-------- Extract

PlantCFG: Database of Candidate Flowering Genes in Plants
——A comprehensive database with web tools for analyzing candidate flowering genes in multiple plants
e.g AtFLC or OsHd3a or GmFT2a or BnaA10G0244800ZS
Genome information
Flowering genes in Arabidopsis thaliana
Flowering genes in Glycine max and Oryza sativa
The Pfam of flowering genes in Arabidopsis thaliana, Glycine max, and Oryza sativa
The Blast results of candidate flowering genes
The Pfam results of candidate flowering genes
Collection of flowering genes in Arabidopsis thaliana, Glycine max, and Oryza sativa
In PlantCFG, flowering genes are genes whose mutation and/or overexpression alters flowering time. We merged the results of three complementary approaches to collect flowering genes in Arabidopsis thaliana: i) starting with a gene list published by (Bouche et al., 2016); ii) we searched the GO and MapMan annotation files for all the Arabidopsis thaliana genes associated with the keywords ‘flowering’ and ‘vernalization’; iii) we searched the UniProt database (http://www.uniprot.org) for the Arabidopsis thaliana proteins associated with the keywords ‘flowering’ and ‘vernalization’. To ensure that the mutants and overexpression of these genes have an effect on flowering time, we retrieved the relevant publications by querying PubMed with the Arabidopsis thaliana gene names for each identified gene. The resulting compilation of more than 27,296 full-text PDF files was then analysed to find information about the phenotypes of the mutants and overexpressors. This was performed by contextual searches using FileLocator Pro (Version 8.5, https://www.mythicsoft.com/ ). Each phenotype was associated with the corresponding publication(s), and those genes were defined as flowering genes. The flowering genes of Glycine max were mainly collected from two review articles (Du et al., 2023; Lin et al., 2021). In addition, we retrieved the relevant publications in the two review articles, and the related flowering genes were also collected. The flowering genes of Oryza sativa were mainly collected from three review articles (Chen et al., 2022; Osnato, 2023; Zhou et al., 2021). In addition, we retrieved the relevant publications in the three review articles, and the related flowering genes were also collected.
Identification of candidate flowering genes in other species
We used the previous method in (Jia et al., 2022) to identify candidate flowering genes in other species. It is a combination of sequence similarity and conserved domain approaches. The details are described below: In the sequence similarity-based approach, i) the protein sequences of flowering genes in Arabidopsis thaliana, Glycine max, and Oryza sativa were used as queries. The BLASTP (2.10.0+) program was used to perform searches against each of the other species protein sequences with the following conditions: E-value < 1e-10 and identity> 50%; ii) all the protein sequences of other species were subjected to BLASTP and searched against the protein sequence of all genes in Arabidopsis thaliana, Glycine max, and Oryza sativa. For the protein sequences matched to Arabidopsis thaliana, Glycine max, and Oryza sativa, only the best alignment sequence was kept. iii) Based on the results in i) and ii), the homologous genes of other species were extracted. In the conserved domain-based approach, i) the protein sequences of the flowering genes in Arabidopsis thaliana, Glycine max, and Oryza sativa were searched against the Pfam-A database locally using HMMER 3.2.1 (Finn et al., 2011) hmmscan with an E-value of 1e-5; ii) HMMER 3.2.1 hmmbuild was used to construct the HMM models. All the protein sequences of other species were subjected to HMMER 3.2.1 hmmsearch and searched against the HMM models; iii) Extraction of the homologues of other species. Based on the results of the sequence similarity-based approach, if the homologous gene pair was supported by the conserved domain-based approach, the homologous gene pair was defined as ‘high confidence’.

----------------
-------- Data records

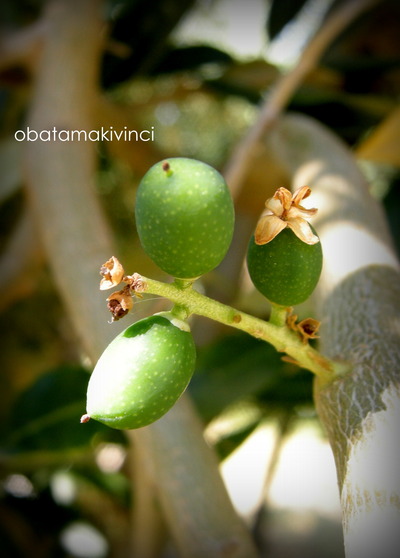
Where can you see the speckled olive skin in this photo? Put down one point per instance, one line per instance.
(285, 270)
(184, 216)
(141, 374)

----------------
-------- Data records

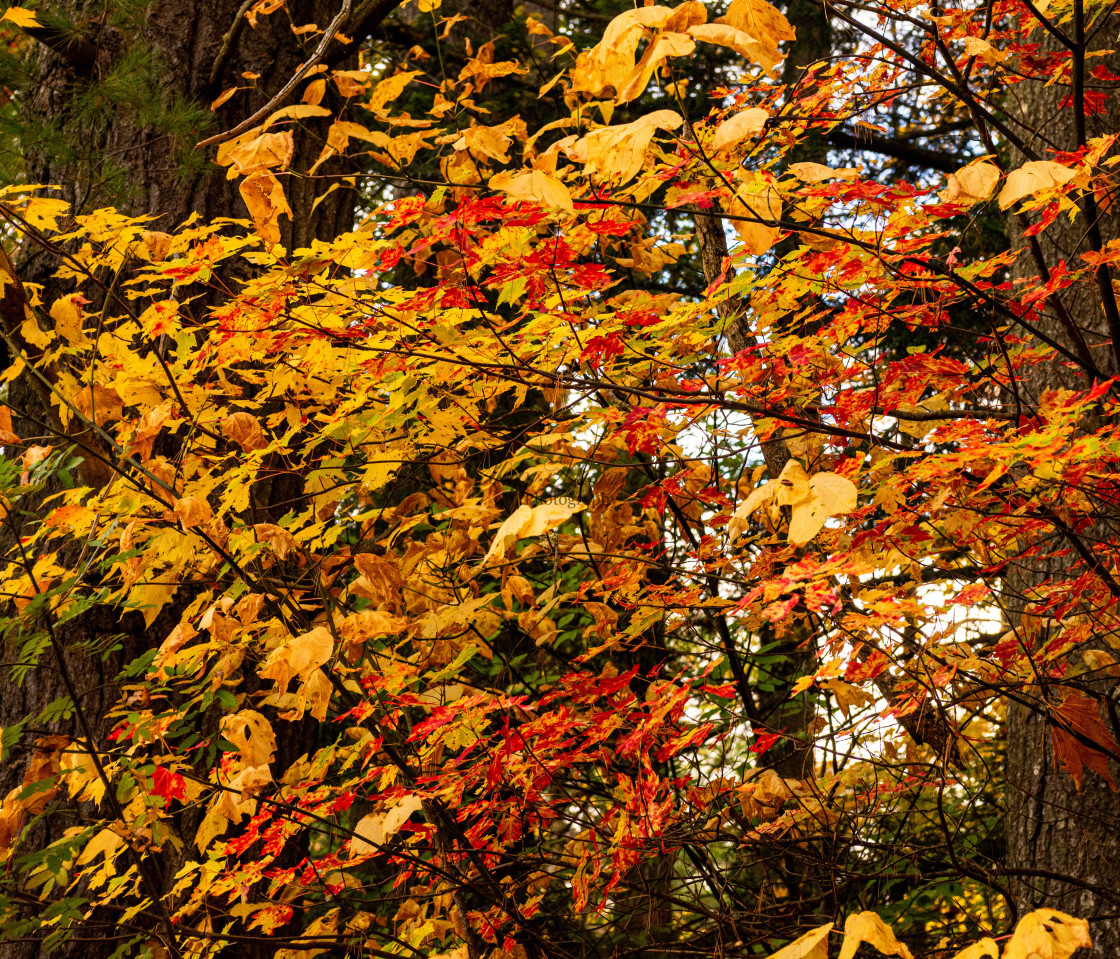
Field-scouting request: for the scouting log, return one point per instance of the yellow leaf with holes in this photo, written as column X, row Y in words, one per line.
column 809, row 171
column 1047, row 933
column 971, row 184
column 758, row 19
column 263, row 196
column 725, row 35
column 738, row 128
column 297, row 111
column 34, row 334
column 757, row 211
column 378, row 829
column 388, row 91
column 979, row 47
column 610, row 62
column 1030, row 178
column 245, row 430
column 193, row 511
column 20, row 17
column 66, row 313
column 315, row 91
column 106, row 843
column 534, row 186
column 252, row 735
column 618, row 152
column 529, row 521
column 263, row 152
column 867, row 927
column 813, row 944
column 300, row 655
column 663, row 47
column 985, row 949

----------------

Instructions for the task — Carry on the PlantCFG database description after its last sentence, which ends with the 'high confidence' definition.

Result —
Description of the methods used to improve the accuracy of homologous gene identification
i) The sequence similarity and motif conserved domain methods were used to classify the reliability of homologous gene pairs. ii) Candidate flowering genes in 112 species were identified based on Arabidopsis thaliana, Glycine max, and Oryza sativa flowering genes. The reliability of homologous gene pairs was determined based on the numbers of supports from Arabidopsis thaliana, Glycine max, and Oryza sativa. iii) We provide the phylogenetic analysis function for the gene family in the phylogenetic module. The shared homologous genes can be accessed according to the positions of candidate flowering genes in the phylogenetic tree.
The statistical results and supporting evidence of each method
i) In the “Confidence level” column of the Gene list table in the Search by species module, a total of 52,647 (64.1%) homologous gene pairs were supported by both BLAST and Pfam methods. ii) In the “Support” column of the Gene list table in the Search by species module, a total of 2,695 homologous genes were supported by all three species. Moreover, a total of 12,353 homologous genes were supported by at least two species. iii) In the phylogenetic tree of the SPL transcription factor family in Arabidopsis thaliana and Oryza sativa, AtSPL3, AtSPL4, AtSPL5, and LOC_Os07g32170 (OsSPL13) are on the same branch, indicating that OsSPL13 is a shared homologous gene of AtSPL3, AtSPL4, and AtSPL5. These results are consistent with previous results (Wang et al., 2021; Yao et al., 2022). Moreover, AtSPL9, AtSPL15, LOC_Os08g39890 (OsSPL14), and LOC_Os09g31438 (OsSPL17) are on the same branch, and these results are consistent with previously published results (Sun et al., 2021). The phylogenetic tree of the GRAS transcription factor family in Arabidopsis thaliana and Glycine max includes 5 Arabidopsis thaliana flowering genes (AtRGA1, AtGAI, AtRGL1, AtRGL2, and AtRGL3) and 7 Glycine max homologous genes, and their positions in the phylogenetic tree are consistent with previous results (Wang et al., 2020).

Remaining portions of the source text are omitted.